[Dataset entries]
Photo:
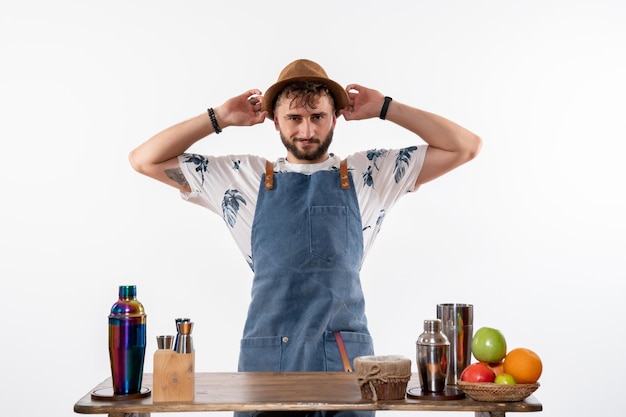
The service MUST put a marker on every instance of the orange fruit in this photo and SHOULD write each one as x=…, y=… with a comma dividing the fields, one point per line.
x=524, y=365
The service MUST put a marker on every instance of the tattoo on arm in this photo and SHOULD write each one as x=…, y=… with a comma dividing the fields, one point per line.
x=177, y=176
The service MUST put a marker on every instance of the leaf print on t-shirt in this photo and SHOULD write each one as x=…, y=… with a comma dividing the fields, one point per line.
x=199, y=161
x=374, y=154
x=402, y=161
x=230, y=206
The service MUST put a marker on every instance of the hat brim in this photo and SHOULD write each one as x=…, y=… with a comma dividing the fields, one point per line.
x=339, y=94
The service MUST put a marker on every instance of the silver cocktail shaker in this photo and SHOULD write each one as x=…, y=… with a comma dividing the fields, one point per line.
x=432, y=357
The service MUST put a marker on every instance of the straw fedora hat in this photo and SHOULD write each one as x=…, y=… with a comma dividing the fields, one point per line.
x=303, y=70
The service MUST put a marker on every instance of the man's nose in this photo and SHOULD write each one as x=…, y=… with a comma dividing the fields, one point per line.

How to complete this task: Word for word, repeat the lines from the one holding "of the tattoo" through the last line of the entries, both included.

Task response:
The service MUST put a marker on every instance of the tattoo on arm in this photo and SHOULD write each one as x=…, y=… with a comma dividing the fields, one point per line.
x=177, y=176
The service MUST put a marker on every instance of the leaf print on t-shirt in this photo and SHOULD write each one as x=…, y=… with a comma dividing the fields, one point per line.
x=199, y=161
x=374, y=154
x=402, y=161
x=230, y=206
The service MUST put a marker on every instance of the hat brim in this photo and SHOULD write each one as x=…, y=… with a comma dividing the fields, one point per line.
x=339, y=94
The service MUST put a marker on every instance of the silver cocktail shaker in this photo and SHOULD write each one as x=…, y=… with a comma dividing the fields, one point per line.
x=432, y=357
The service MUST put a marker on every instance of the straw fedora hat in this photo and SHOULD write each one as x=…, y=… with a comma dividing the fields, one point per line.
x=303, y=70
The service MUST put a marker on every instance of the man's nose in this photo and SHOULD write each one as x=…, y=… with a comma dividing the fields, one point per line.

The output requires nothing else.